Text block —
Biskop Rüdiger Minor på talerstolen søndag 24. juni. Hans tolk på ordinasjonsgudstjenesten var pastor Roar G. Fotland.




FAITHFUL SERVANTS; BOUND TO PEOPLE, FREE IN THE LORD


Sermon at Norway Annual Conference Ordination Service,


June 24, 2007




If I proclaim the gospel, this gives me no ground for boasting, for an obligation is laid on me, and woe to me if I do not proclaim the gospel! For if I do this of my own will, I have a reward; but if not of my own will, I am entrusted with a commission. What then is my reward? Just this: that in my proclamation I may make the gospel free of charge, so as not to make full use of my rights in the gospel.

Exercise task —
Can you continue the ordination sermon from the point where it stops?

Dataset extract —
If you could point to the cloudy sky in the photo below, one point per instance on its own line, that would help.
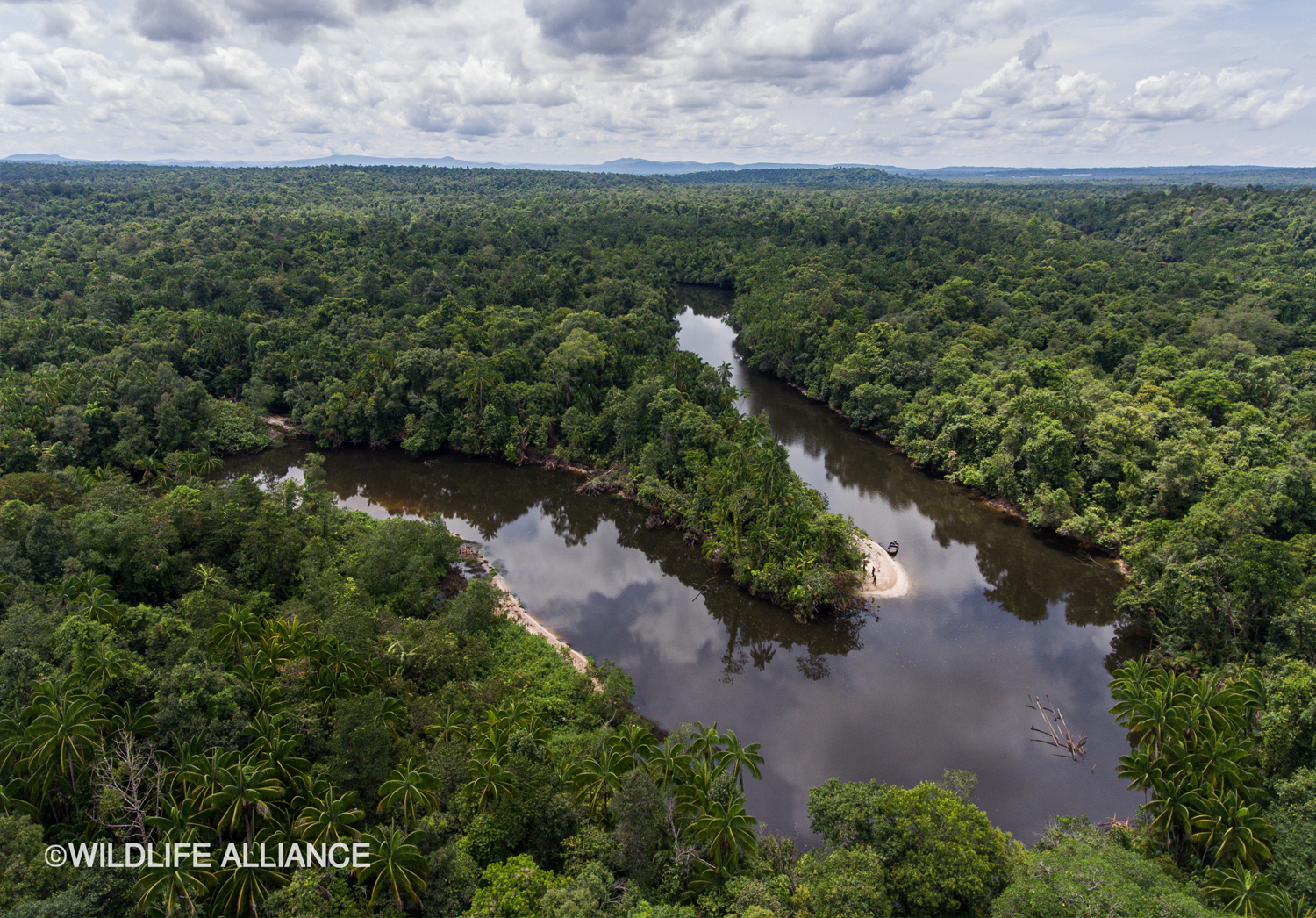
(908, 82)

Output of the task —
For though I am free with respect to all, I have made myself a slave to all, so that I might win more of them. To the Jews I became as a Jew, in order to win Jews. To those under the law I became as one under the law (though I myself am not under the law) so that I might win those under the law. To those outside the law I became as one outside the law (though I am not free from God's law but am under Christ's law) so that I might win those outside the law. To the weak I became weak, so that I might win the weak. I have become all things to all people, that I might by all means save some.  I do it all for the sake of the gospel, so that I may share in its blessings. (1 Cor. 9:16-23)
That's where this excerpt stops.